* _TEXTAUSZUG_
——

Bei den Lohn- und Gehaltsverhandlungen sind daher Erhöhungen des Realeinkommens ganz wichtig! Das sichert die Kaufkraft der in Menschen, die in Beschäftigung stehen und sichert auch die Finanzgrundlage des Sozialstaats. Wichtig ist auch, dass die Kaufkraft von Sozial- und Transferleistungen gesichert werden muss.

Die Zahlen zeigen aber auch, wie wichtig die steuerliche Entlastung der Arbeitseinkommen, Pensionen und die Erhöhung der Negativsteuer ist, die 2016 in Kraft tritt. Auch die kalte Progression muss regelmäßig durch entsprechende Entlastungen kompensiert werden. Dazu eignet sich aber weniger ein Automatismus, als eine Vorgangsweise, bei der zuerst analysiert wird, welche Einkommensgruppen am stärksten von der kalten Progression betroffen waren und daher die Entlastung benötigen. Die kalte Progression trifft Einkommen ab Erreichen der Steuergrenze (ab ca. 1.250 EUR) bis zur Höchstbeitragsgrundlage (derzeit 4.650 EUR) viel stärker, als darüber liegende Einkommen. Dem würde ein Automatismus, der die Steuergrenze um die durchschnittliche Inflation anhebt, nicht gerecht.

Die Zunahme der Teilzeit bei Rückgang der Vollzeit zeigt die Notwendigkeit einer Arbeitszeitverkürzung und einer gerechteren Verteilung der Arbeit.

Die hohe Dynamik am Arbeitsmarkt zeigt, dass eine Abflachung der Seniorität und höhere Mindestgehälter notwendig sind, damit alle Beschäftigten von Einkommenserhöhungen erfasst werden und Arbeitsplatzwechsel nicht zur Einkommenseinbußen führen. Daher intensivieren die Gewerkschaften ihre Bemühungen um ein kollektivvertragliches Mindesteinkommen von 1.700 EUR. Das und eine allgemeine Erhöhung der Einstiegseinkommen würde auch die Einkommenslage jener ArbeitnehmerInnen verbessern, die nicht durchgängig beschäftigt sind.

——

* _DATENAUSZUG_

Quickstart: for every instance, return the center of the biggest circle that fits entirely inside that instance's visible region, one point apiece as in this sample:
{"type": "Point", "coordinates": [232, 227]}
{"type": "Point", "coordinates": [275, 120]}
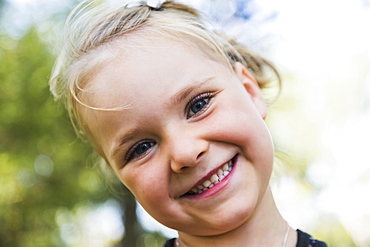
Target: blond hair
{"type": "Point", "coordinates": [93, 25]}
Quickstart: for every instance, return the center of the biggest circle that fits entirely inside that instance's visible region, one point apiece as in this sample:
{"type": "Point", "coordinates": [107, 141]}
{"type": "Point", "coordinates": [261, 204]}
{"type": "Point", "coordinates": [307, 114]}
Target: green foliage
{"type": "Point", "coordinates": [42, 165]}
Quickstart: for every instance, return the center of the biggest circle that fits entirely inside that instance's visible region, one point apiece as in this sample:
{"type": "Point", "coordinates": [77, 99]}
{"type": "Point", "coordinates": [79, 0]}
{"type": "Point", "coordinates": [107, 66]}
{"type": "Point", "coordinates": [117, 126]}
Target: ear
{"type": "Point", "coordinates": [252, 87]}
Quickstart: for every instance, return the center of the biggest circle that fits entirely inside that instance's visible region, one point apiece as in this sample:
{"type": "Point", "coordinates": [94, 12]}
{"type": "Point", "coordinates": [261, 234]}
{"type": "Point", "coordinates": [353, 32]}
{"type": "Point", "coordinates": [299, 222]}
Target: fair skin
{"type": "Point", "coordinates": [188, 116]}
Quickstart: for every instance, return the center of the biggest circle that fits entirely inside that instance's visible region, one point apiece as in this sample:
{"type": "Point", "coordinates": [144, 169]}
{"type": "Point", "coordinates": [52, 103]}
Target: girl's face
{"type": "Point", "coordinates": [191, 145]}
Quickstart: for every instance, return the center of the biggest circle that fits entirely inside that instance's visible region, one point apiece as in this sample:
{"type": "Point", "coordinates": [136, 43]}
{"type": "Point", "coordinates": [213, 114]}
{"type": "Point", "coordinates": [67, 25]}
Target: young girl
{"type": "Point", "coordinates": [176, 111]}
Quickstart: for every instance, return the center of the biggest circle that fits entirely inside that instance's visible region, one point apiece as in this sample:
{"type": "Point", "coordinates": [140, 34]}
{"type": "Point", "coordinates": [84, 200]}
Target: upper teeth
{"type": "Point", "coordinates": [213, 180]}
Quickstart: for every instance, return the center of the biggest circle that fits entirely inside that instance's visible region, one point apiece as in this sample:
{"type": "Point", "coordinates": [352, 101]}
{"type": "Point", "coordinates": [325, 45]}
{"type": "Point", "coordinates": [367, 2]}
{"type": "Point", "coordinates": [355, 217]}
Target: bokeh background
{"type": "Point", "coordinates": [51, 194]}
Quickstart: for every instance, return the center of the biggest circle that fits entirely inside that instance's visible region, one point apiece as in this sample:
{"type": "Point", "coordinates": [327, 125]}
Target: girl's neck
{"type": "Point", "coordinates": [265, 228]}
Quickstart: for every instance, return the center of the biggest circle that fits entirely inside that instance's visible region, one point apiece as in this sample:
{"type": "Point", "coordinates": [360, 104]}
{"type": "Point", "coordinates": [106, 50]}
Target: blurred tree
{"type": "Point", "coordinates": [43, 167]}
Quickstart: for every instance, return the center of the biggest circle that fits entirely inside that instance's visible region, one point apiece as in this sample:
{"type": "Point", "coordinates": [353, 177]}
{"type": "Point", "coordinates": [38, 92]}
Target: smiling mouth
{"type": "Point", "coordinates": [217, 177]}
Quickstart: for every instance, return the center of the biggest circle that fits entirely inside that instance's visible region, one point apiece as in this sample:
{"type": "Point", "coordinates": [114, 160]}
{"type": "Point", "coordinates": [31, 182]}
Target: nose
{"type": "Point", "coordinates": [186, 149]}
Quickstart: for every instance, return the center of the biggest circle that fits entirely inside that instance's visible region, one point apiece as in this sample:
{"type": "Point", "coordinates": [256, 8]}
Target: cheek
{"type": "Point", "coordinates": [147, 183]}
{"type": "Point", "coordinates": [239, 123]}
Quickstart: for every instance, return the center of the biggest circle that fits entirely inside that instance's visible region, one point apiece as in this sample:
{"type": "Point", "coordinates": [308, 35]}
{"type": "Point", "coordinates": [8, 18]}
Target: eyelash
{"type": "Point", "coordinates": [205, 96]}
{"type": "Point", "coordinates": [131, 153]}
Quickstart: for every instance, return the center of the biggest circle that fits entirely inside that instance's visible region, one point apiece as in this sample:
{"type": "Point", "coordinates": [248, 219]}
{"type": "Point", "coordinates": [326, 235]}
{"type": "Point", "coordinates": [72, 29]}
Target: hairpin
{"type": "Point", "coordinates": [155, 4]}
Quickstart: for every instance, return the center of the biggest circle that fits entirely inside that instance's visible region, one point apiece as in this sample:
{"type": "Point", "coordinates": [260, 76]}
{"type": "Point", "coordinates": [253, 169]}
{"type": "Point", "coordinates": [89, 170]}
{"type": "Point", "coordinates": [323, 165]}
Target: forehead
{"type": "Point", "coordinates": [130, 65]}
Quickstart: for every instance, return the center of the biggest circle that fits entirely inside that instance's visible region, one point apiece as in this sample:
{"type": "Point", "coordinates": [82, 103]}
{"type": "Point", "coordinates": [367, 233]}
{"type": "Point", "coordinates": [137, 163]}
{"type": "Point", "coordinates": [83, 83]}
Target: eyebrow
{"type": "Point", "coordinates": [184, 93]}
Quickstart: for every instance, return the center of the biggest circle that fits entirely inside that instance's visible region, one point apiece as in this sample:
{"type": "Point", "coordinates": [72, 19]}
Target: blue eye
{"type": "Point", "coordinates": [139, 149]}
{"type": "Point", "coordinates": [198, 104]}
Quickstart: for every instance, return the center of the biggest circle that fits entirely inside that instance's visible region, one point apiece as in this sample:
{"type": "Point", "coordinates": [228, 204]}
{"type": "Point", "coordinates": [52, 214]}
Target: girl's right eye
{"type": "Point", "coordinates": [139, 149]}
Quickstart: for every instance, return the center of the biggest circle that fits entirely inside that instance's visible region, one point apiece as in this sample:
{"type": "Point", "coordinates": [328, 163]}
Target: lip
{"type": "Point", "coordinates": [216, 188]}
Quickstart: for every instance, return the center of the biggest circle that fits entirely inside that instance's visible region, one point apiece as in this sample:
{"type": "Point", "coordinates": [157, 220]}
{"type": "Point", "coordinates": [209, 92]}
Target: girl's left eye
{"type": "Point", "coordinates": [198, 104]}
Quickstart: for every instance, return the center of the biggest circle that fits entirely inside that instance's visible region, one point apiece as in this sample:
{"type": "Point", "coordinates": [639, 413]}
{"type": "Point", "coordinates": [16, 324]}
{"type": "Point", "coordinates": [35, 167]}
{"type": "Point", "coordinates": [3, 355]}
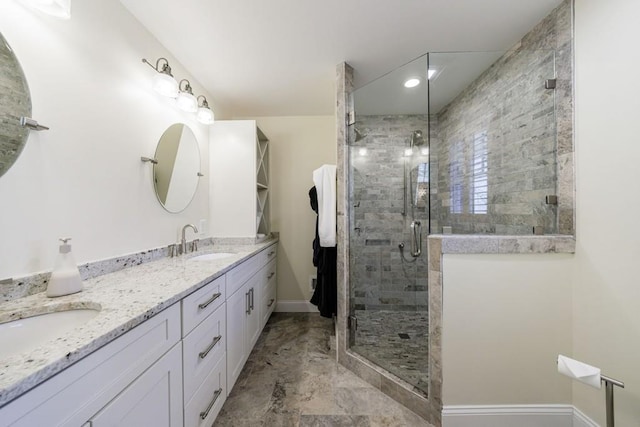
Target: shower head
{"type": "Point", "coordinates": [416, 139]}
{"type": "Point", "coordinates": [359, 135]}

——

* _ZIEL 1_
Welches kollektivvertragliche Mindesteinkommen streben die Gewerkschaften laut dem Textauszug an?
* _ZIEL 2_
Fasse den Textauszug in zwei Sätzen zusammen.
* _ZIEL 3_
Kopiere aus dem Textauszug den Abschnitt von „Bei den Lohn- und“ bis „gesichert werden muss.“.
Die Einträge spielen hierfür keine Rolle.

* _ERGEBNIS 1_
1.700 EUR

* _ERGEBNIS 2_
Der Textauszug fordert Erhöhungen des Realeinkommens, steuerliche Entlastungen und einen regelmäßigen Ausgleich der kalten Progression, der sich statt an einem Automatismus an den am stärksten betroffenen Einkommensgruppen ausrichten soll. Außerdem leitet er aus der Zunahme der Teilzeit die Notwendigkeit einer Arbeitszeitverkürzung ab und aus der hohen Arbeitsmarktdynamik die Notwendigkeit höherer Mindestgehälter, weshalb die Gewerkschaften ein kollektivvertragliches Mindesteinkommen von 1.700 EUR anstreben.

* _ERGEBNIS 3_
Bei den Lohn- und Gehaltsverhandlungen sind daher Erhöhungen des Realeinkommens ganz wichtig! Das sichert die Kaufkraft der in Menschen, die in Beschäftigung stehen und sichert auch die Finanzgrundlage des Sozialstaats. Wichtig ist auch, dass die Kaufkraft von Sozial- und Transferleistungen gesichert werden muss.